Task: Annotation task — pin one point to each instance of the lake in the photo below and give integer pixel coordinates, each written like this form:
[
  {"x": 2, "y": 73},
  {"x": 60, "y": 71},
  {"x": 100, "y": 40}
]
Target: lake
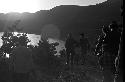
[{"x": 35, "y": 39}]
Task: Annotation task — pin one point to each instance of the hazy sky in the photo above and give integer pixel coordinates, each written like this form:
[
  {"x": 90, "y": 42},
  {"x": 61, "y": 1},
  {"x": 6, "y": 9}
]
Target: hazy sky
[{"x": 36, "y": 5}]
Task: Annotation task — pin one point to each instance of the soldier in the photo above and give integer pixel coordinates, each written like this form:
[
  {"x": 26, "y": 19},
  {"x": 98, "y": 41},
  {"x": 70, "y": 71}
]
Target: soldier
[
  {"x": 85, "y": 46},
  {"x": 70, "y": 45},
  {"x": 21, "y": 63},
  {"x": 110, "y": 47}
]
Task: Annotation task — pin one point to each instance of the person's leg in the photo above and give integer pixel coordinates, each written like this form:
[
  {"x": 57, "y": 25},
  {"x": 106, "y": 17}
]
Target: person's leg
[
  {"x": 68, "y": 56},
  {"x": 108, "y": 76}
]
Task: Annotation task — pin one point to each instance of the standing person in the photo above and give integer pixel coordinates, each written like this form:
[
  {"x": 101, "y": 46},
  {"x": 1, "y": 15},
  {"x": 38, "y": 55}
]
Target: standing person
[
  {"x": 22, "y": 63},
  {"x": 85, "y": 46},
  {"x": 70, "y": 45},
  {"x": 111, "y": 48}
]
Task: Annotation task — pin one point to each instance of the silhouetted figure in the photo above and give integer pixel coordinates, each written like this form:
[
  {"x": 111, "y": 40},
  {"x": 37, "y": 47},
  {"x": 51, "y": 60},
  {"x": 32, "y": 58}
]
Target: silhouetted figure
[
  {"x": 110, "y": 46},
  {"x": 21, "y": 63},
  {"x": 84, "y": 44},
  {"x": 70, "y": 45},
  {"x": 4, "y": 72}
]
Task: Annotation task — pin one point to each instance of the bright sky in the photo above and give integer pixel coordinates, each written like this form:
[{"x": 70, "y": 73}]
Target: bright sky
[{"x": 32, "y": 6}]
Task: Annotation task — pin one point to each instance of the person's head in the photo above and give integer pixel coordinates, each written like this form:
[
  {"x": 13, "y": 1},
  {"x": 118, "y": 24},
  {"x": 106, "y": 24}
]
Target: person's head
[
  {"x": 82, "y": 35},
  {"x": 69, "y": 35},
  {"x": 105, "y": 29},
  {"x": 113, "y": 25}
]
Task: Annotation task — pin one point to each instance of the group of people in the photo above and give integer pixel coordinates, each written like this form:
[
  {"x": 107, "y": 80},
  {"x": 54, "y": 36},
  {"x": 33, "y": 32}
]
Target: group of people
[
  {"x": 108, "y": 50},
  {"x": 71, "y": 45}
]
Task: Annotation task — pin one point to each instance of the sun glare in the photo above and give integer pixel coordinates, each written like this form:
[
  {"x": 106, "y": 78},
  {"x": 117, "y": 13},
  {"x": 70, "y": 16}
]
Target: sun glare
[{"x": 20, "y": 6}]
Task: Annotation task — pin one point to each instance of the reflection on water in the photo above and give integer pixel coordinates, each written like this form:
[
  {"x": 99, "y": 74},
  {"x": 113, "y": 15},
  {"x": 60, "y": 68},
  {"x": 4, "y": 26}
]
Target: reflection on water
[{"x": 35, "y": 39}]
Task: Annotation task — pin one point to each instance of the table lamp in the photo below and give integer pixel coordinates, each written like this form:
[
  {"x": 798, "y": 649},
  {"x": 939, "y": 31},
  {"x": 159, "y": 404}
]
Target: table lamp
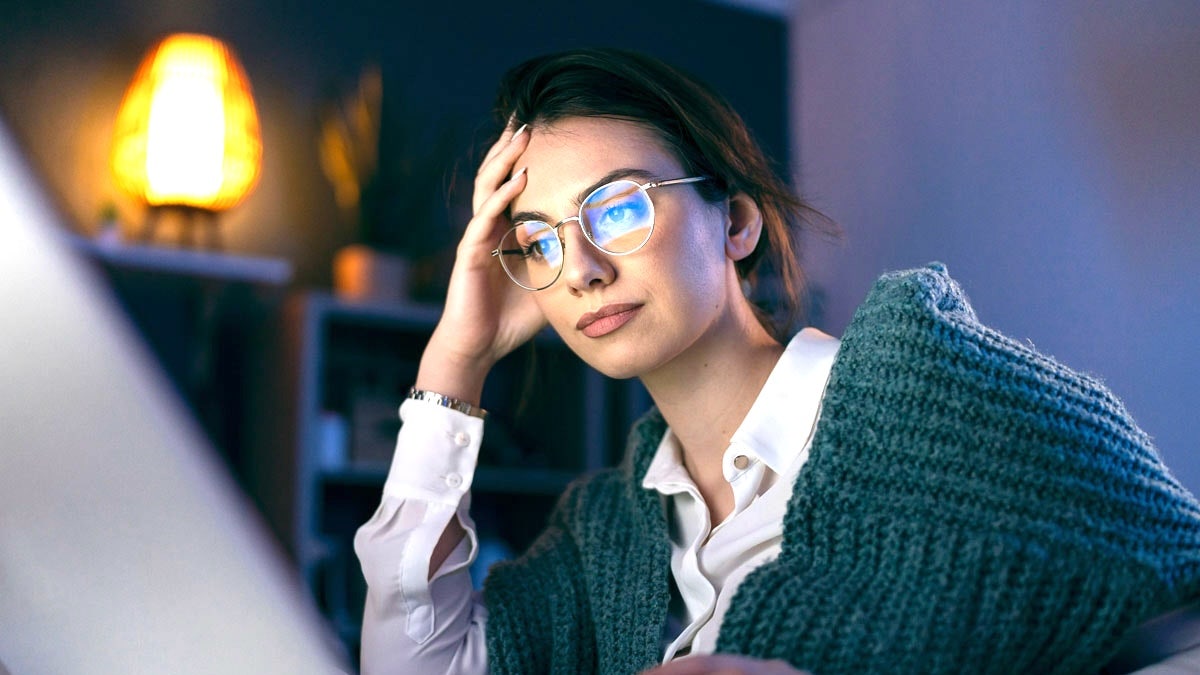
[{"x": 186, "y": 137}]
+--
◆ What to work on ◆
Give only the number of lines in the entries above that contain the string "below".

◆ Written response ◆
2